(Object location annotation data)
--- BEGIN ---

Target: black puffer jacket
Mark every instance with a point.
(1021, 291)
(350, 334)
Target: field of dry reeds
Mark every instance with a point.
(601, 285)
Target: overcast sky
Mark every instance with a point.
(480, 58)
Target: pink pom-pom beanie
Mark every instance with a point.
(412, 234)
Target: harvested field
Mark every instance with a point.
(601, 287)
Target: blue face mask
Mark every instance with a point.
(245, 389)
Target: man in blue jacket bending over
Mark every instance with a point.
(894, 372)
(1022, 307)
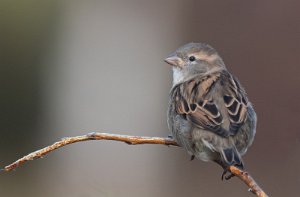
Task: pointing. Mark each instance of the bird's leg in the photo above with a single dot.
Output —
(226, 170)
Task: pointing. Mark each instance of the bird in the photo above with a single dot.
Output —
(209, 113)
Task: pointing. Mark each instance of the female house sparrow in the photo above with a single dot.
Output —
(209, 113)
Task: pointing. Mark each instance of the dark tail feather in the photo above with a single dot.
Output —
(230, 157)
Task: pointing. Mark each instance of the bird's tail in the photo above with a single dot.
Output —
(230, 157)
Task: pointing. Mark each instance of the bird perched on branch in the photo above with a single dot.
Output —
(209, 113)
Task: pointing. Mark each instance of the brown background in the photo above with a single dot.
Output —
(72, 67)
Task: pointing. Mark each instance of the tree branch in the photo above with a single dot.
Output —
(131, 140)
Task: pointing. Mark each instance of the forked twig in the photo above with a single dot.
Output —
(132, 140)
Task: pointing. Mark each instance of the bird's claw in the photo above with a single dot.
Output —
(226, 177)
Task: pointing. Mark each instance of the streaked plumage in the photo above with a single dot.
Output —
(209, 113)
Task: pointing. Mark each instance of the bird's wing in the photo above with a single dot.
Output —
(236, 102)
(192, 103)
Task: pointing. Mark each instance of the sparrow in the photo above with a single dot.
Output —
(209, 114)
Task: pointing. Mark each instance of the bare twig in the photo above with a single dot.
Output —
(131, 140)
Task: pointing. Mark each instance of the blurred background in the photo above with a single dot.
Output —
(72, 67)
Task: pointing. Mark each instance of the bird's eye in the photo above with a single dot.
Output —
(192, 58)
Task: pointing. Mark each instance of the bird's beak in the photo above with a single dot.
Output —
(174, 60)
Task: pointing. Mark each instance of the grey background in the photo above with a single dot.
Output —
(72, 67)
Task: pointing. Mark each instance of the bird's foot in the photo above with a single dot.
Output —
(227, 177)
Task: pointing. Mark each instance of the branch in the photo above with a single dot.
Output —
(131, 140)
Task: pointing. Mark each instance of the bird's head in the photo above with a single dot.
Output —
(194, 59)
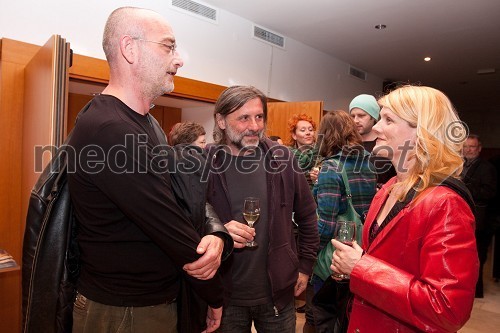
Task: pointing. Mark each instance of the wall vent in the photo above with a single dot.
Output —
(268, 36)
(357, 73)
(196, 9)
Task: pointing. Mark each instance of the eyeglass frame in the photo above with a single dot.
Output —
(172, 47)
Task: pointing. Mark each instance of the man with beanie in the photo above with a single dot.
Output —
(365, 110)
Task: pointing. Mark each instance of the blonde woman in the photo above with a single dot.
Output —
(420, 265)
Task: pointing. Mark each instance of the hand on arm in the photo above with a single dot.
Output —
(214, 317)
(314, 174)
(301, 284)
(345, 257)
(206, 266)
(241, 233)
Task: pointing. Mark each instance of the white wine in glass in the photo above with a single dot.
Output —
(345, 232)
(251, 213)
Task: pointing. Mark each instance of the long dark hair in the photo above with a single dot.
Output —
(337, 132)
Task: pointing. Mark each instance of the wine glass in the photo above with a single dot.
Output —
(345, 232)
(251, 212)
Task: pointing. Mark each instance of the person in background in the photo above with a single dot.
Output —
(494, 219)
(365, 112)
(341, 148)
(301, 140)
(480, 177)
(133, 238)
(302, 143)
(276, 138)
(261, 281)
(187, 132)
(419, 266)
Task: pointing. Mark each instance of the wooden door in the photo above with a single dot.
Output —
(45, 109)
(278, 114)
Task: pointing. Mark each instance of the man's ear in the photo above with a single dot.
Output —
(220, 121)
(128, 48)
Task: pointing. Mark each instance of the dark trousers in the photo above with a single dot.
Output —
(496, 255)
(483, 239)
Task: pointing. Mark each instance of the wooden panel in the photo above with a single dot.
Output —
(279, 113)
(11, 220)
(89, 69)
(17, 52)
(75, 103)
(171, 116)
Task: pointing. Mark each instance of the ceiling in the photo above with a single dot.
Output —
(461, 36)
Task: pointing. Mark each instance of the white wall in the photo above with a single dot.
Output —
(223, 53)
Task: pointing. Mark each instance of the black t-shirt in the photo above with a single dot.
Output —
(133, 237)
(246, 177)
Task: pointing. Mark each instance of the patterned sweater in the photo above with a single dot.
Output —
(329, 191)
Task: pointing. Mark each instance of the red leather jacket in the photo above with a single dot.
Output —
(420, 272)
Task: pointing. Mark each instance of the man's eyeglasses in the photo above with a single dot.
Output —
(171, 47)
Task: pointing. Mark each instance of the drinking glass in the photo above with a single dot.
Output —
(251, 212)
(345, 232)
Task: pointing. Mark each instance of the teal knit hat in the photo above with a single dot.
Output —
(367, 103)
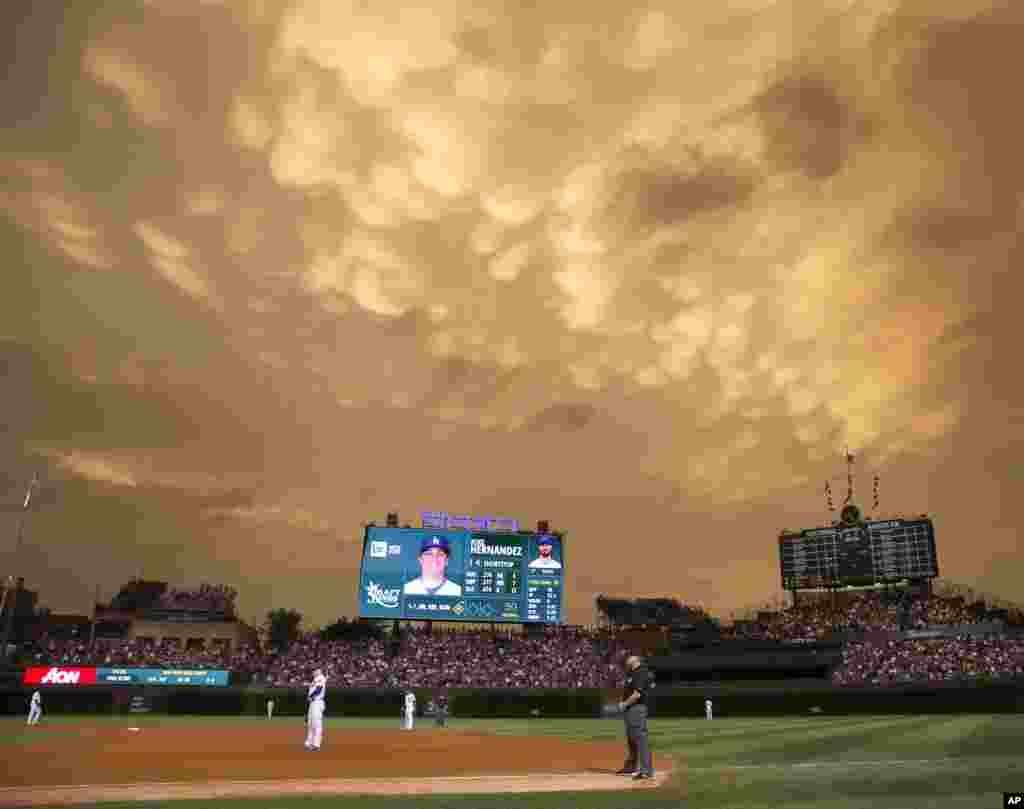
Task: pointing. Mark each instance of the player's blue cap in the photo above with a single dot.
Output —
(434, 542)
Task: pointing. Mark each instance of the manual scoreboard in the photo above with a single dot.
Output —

--- END ---
--- BEGIN ---

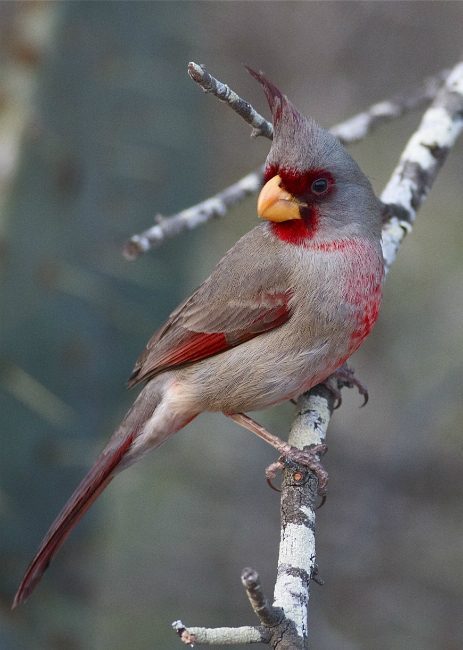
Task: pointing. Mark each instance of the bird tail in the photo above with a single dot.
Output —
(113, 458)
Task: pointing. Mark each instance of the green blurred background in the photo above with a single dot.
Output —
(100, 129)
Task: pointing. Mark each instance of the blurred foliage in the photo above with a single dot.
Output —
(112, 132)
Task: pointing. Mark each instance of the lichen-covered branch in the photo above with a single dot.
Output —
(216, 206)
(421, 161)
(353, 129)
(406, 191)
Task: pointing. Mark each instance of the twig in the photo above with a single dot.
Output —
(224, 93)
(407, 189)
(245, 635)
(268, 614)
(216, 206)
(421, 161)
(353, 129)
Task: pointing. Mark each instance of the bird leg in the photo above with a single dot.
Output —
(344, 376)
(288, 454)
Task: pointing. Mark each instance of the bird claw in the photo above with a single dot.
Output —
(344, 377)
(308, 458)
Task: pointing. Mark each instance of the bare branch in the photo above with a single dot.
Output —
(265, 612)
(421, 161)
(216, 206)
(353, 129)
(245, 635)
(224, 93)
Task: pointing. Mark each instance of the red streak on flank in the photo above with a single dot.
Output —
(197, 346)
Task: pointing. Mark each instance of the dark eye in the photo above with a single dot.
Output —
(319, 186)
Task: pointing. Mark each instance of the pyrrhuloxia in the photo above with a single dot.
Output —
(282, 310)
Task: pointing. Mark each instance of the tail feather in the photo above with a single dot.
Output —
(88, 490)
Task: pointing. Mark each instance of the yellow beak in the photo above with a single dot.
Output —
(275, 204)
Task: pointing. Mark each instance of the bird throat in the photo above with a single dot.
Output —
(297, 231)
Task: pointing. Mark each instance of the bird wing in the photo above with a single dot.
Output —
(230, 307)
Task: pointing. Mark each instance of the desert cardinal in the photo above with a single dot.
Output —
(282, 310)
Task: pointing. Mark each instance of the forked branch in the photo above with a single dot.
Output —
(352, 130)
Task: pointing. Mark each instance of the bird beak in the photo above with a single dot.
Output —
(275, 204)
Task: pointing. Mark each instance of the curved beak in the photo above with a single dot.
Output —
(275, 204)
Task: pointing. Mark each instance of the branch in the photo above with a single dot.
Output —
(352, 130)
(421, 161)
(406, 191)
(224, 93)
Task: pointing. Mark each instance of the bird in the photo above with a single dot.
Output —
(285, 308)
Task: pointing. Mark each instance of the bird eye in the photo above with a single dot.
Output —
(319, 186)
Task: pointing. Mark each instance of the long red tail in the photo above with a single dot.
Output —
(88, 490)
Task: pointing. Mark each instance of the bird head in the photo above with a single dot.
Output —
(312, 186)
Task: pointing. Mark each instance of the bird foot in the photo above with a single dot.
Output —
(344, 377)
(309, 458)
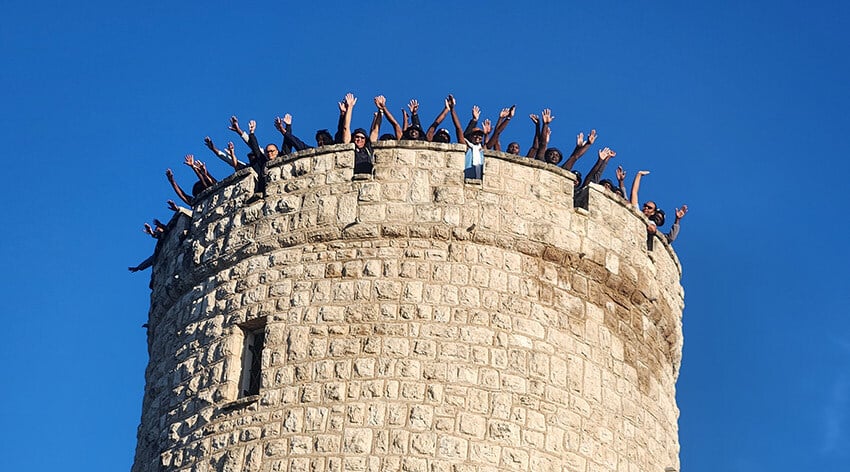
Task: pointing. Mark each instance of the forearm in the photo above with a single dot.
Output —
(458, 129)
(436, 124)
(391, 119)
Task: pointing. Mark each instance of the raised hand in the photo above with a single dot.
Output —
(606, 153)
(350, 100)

--- END ---

**AIM**
From the data above, pick out every line that contains the string "wine" and copy each one in full.

**RESULT**
Task: pointing. Mark each instance of the white wine in glass in the photo above with a single dot.
Task: pointing. Mark each instance of the wine glass in the photo above with a single dot.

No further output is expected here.